Pull out every line of the material below that contains the string "detect", treating uppercase and lowercase letters as different.

— Begin —

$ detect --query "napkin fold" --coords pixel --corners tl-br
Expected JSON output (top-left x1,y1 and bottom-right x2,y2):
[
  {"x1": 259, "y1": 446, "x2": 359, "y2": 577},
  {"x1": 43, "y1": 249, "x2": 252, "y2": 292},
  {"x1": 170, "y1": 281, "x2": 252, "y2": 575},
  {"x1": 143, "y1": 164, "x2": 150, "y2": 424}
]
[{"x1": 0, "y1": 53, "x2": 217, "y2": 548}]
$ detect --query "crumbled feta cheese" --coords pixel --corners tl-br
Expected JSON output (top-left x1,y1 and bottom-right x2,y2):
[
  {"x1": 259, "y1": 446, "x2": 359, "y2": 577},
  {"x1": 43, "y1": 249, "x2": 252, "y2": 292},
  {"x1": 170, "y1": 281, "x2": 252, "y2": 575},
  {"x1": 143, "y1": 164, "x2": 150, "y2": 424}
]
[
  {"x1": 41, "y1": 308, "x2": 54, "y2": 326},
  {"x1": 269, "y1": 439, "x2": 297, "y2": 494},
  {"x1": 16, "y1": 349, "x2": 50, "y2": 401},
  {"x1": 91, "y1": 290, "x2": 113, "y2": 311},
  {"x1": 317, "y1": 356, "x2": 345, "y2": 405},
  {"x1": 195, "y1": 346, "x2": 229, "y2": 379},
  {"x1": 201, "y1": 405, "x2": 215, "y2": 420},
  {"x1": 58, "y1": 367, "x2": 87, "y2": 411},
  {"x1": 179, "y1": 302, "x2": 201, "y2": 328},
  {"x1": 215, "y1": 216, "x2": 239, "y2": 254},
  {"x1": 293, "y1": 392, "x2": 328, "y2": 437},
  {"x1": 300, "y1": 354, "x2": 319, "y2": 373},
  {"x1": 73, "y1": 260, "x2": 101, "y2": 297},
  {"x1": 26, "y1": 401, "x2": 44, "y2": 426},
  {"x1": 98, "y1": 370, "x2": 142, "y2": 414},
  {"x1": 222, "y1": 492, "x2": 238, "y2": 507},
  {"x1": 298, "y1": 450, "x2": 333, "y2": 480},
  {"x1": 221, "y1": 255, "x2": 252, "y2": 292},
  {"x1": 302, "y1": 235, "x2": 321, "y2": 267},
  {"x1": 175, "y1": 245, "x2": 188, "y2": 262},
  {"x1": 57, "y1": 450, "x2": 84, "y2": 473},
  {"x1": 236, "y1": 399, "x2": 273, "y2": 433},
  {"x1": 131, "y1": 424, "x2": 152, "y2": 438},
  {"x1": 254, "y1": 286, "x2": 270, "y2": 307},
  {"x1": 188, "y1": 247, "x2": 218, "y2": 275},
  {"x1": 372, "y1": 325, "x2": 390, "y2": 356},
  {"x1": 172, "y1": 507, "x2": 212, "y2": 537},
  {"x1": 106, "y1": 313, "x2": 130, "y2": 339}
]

— End —

Exercise result =
$ detect --query "napkin fold" --coords pixel --corners tl-br
$ detect --query "crumbled feta cheese" --coords pixel --corners tl-br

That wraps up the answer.